• STATED PROBLEM A
Pick out each line in the listing below that contains the word "windshield".

Although the Kevin Garnett era was exciting, it really was the antithesis to how Nordic Minnesotans approach life. Way too thrilling and competitive. You could almost hear us release a sigh of relief after the Wolves lost in the Western Conference finals to the Lakers in 2004, proceeding to miss the playoffs the next year. The decay occurred rapidly after that. And it felt good to be home.

So imagine my shock as I arrived to the Target Center last Saturday night for the Timberwolves’ preseason opener against the Milwaukee Bucks, only to find a relatively well-attended arena filled with an overflowing optimism and exhilaration. And it wasn’t the standard Lake Wobegon line that in Minnesota “all the women are strong, all the men are good looking, and all the professional sports teams are above average.” The crowd was into the game from the beginning, and absolutely erupted when Rubio made his first appearance. You could feel the energy in the Target Center surge to life, carried overtly by the screams of countless pairs of lungs, and secretly tapped out like Morse code along the anxious knees of over 15,000 fans. At one point in the game, Rubio lobbed a spectacular alley-oop to a wide-open Derrick Williams for a resounding slam. I couldn’t help myself. My arms shot up instantly as if in rollercoaster mode!

My Finnish great-grandfather would have been turning in his grave at the sight of my emotional response. But, this post isn't about him. This post is about how the Timberwolves franchise has been dead ever since Garnett left, and how we are on the brink of a beautiful rebirth:

Alright, enough prose. Let me offer relatively concise thoughts and predictions for the season.

It was an atypical offseason for the entire NBA, but particularly for the Timberwolves. We fired the most sorry excuse of a head coach the NBA has ever seen. We went out and hired a legitimately great coach in Rick Adelman, someone that knows how to work with spare parts.

• STATED PROBLEM B
Answer these from the Timberwolves post above:
(i) Which team beat the Wolves in the 2004 Western Conference finals?
(ii) Whom did the Timberwolves face in their preseason opener?
(iii) Who was hired as the new head coach?

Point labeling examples
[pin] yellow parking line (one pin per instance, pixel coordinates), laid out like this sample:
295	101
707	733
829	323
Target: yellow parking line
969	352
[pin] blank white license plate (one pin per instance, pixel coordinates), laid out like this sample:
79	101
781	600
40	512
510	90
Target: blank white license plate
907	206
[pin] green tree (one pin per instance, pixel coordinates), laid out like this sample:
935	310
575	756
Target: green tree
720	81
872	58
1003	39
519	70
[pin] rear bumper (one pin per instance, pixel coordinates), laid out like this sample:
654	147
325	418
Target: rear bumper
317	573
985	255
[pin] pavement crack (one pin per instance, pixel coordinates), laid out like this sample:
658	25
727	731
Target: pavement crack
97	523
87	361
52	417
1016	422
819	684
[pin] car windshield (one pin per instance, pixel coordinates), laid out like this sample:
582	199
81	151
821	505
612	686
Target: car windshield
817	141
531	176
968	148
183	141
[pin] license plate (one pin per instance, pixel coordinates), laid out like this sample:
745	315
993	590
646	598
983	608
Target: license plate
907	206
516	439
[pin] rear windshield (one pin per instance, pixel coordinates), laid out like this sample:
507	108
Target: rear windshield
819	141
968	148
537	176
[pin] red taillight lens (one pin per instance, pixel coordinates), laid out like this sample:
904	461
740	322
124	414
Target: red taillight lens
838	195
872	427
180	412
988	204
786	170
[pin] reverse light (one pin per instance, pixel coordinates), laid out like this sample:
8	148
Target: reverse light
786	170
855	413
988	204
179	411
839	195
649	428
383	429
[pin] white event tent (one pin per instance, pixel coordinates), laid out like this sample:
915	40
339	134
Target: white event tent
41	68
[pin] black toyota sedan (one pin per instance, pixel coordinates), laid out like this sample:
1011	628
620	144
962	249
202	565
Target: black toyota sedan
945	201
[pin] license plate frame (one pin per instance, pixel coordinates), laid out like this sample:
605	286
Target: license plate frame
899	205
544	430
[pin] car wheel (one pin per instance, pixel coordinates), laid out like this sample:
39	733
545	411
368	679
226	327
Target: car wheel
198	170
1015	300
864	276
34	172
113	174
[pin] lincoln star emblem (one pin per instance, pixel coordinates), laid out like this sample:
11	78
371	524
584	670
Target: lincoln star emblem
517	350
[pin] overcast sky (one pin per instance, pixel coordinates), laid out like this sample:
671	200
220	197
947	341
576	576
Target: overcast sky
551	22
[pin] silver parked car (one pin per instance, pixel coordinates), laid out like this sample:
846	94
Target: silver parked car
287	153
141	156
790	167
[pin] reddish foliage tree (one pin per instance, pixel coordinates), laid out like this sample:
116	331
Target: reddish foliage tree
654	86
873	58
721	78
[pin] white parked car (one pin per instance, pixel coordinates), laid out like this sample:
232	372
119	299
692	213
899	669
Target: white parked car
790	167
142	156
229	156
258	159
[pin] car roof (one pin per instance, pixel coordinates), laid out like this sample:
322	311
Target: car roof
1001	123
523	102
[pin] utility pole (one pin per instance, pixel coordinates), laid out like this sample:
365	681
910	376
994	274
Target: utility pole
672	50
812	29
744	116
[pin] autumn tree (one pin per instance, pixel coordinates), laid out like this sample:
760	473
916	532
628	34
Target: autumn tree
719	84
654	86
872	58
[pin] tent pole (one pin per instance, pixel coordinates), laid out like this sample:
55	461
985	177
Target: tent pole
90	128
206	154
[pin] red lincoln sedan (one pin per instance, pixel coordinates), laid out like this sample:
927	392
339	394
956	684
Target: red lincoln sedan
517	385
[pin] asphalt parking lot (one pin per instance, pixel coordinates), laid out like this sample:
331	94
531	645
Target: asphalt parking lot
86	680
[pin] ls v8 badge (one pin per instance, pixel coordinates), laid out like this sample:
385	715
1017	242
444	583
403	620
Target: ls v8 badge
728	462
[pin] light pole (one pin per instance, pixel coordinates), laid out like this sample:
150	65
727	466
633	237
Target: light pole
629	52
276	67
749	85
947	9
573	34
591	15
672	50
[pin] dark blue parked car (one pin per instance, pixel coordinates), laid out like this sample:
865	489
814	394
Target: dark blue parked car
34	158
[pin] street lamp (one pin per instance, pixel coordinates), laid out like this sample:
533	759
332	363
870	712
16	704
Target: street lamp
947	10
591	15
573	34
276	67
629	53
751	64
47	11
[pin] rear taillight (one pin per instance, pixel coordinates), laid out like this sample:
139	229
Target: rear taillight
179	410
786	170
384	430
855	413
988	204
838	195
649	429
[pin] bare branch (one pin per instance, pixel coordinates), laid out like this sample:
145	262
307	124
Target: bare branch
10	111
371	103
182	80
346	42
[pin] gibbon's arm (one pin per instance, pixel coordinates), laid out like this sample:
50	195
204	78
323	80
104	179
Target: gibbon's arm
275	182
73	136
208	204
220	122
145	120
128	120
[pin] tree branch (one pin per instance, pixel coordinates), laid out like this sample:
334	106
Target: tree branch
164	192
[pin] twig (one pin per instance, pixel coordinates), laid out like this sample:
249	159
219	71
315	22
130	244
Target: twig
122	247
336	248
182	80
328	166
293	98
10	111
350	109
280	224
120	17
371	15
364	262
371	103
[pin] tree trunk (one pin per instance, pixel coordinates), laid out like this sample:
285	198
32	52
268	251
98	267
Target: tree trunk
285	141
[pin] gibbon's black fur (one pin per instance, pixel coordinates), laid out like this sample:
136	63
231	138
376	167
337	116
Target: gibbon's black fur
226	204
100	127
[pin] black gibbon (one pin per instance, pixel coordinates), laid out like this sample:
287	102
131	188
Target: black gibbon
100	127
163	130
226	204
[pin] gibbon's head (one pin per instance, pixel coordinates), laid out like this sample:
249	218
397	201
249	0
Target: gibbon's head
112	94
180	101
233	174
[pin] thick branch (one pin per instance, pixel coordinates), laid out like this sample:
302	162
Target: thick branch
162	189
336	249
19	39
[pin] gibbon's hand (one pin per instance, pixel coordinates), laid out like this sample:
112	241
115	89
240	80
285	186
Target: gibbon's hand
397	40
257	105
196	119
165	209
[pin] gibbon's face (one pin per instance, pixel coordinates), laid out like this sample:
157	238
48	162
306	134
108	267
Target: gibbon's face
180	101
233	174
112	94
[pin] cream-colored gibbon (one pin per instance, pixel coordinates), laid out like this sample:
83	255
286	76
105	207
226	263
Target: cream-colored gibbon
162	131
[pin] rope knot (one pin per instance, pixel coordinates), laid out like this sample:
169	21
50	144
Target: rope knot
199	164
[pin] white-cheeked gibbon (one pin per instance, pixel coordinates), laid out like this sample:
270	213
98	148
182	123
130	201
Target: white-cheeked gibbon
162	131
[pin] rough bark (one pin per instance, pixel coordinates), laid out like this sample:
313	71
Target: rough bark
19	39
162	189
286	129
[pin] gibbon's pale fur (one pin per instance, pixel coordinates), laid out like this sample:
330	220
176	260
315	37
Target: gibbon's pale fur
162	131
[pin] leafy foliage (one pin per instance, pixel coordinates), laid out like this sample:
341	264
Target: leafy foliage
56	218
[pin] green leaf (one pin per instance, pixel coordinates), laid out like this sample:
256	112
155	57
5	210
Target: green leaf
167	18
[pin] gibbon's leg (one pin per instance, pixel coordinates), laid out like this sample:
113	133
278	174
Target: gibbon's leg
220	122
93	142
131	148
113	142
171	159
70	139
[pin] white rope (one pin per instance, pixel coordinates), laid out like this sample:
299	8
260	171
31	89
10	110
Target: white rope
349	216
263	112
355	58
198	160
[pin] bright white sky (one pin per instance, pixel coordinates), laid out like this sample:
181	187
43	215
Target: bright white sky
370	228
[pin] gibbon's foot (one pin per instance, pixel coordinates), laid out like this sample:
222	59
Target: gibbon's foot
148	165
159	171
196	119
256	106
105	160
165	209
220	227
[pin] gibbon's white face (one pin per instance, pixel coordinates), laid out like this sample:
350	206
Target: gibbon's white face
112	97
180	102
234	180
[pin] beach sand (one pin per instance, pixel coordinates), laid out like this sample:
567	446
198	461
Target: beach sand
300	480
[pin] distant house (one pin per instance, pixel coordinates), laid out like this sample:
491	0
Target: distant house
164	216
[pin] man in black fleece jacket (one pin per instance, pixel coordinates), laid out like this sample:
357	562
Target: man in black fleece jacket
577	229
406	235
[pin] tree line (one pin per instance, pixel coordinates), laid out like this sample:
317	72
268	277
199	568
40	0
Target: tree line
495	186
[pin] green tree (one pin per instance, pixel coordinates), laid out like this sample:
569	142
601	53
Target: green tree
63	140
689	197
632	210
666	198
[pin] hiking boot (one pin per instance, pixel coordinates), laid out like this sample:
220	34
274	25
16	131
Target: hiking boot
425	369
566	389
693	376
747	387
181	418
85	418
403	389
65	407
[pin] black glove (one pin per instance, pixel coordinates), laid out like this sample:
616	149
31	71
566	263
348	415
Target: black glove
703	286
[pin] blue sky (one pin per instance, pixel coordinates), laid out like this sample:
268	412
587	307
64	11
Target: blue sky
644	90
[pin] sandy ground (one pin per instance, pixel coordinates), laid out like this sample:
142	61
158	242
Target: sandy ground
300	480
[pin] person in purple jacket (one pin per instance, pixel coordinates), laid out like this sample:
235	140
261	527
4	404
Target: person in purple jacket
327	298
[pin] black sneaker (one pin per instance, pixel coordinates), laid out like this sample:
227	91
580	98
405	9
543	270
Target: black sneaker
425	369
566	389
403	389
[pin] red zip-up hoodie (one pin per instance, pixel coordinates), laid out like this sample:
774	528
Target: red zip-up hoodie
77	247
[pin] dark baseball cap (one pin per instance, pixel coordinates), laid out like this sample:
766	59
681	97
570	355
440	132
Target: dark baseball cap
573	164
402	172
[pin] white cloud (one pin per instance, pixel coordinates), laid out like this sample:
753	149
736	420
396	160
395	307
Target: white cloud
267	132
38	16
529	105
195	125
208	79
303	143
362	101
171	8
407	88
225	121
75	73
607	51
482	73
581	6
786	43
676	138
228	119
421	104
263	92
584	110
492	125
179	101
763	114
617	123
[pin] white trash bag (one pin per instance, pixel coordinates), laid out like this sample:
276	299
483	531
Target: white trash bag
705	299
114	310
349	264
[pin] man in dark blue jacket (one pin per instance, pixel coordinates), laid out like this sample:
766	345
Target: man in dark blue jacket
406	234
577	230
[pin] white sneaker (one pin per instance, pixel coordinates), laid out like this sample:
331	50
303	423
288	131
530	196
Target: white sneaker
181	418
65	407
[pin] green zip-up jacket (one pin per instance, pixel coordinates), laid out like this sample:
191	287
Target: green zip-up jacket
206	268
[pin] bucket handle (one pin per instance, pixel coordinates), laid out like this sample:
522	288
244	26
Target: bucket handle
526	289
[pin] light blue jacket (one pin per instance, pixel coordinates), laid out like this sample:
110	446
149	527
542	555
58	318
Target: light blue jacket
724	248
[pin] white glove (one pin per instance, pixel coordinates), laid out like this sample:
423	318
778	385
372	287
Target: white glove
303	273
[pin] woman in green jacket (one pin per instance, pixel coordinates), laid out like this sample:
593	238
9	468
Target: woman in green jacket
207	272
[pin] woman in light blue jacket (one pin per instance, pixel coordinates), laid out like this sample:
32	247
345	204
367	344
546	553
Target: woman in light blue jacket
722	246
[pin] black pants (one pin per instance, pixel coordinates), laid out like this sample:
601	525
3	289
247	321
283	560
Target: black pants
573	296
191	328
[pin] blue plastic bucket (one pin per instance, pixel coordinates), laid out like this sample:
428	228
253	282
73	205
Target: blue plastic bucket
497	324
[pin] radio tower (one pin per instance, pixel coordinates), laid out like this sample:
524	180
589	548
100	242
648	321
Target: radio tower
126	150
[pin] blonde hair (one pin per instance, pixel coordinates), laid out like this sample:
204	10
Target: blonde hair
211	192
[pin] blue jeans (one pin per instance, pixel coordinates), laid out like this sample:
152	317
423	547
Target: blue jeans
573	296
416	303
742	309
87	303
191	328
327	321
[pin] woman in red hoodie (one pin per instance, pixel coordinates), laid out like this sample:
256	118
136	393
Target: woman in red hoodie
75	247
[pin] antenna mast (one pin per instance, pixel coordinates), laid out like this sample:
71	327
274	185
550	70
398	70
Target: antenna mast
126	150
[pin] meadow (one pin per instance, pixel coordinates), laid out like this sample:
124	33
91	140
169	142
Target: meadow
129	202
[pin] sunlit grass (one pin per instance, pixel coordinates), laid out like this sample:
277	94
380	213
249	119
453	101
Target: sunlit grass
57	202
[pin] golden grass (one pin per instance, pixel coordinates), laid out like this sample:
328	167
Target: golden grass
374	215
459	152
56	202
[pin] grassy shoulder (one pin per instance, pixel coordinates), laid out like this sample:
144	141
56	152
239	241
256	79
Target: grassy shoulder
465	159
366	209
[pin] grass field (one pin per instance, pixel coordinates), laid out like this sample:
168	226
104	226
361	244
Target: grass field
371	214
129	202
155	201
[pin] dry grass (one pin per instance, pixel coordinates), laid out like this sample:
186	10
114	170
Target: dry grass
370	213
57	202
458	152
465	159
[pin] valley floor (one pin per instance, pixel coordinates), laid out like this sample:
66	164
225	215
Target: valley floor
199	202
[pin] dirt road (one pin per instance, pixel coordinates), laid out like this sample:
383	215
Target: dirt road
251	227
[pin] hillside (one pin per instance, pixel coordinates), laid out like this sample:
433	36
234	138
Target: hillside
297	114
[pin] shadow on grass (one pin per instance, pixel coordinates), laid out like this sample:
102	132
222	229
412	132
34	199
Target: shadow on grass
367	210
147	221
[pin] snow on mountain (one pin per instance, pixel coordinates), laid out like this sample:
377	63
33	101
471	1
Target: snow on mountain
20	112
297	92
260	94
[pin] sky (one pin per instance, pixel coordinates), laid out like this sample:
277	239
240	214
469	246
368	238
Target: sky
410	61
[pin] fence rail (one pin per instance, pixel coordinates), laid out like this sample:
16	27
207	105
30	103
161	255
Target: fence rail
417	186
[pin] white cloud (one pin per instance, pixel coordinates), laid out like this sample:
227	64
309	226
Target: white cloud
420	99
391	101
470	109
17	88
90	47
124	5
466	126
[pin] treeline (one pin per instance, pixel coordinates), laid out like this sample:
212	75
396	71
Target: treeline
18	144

• WRITTEN SOLUTION A
[pin] car windshield (one pin per instance, pixel coordinates), laid out like this sample:
Target: car windshield
[pin] rear windshield (one pin per instance, pixel coordinates), laid out like this sample:
Target: rear windshield

• WRITTEN SOLUTION B
(i) The Lakers
(ii) The Milwaukee Bucks
(iii) Rick Adelman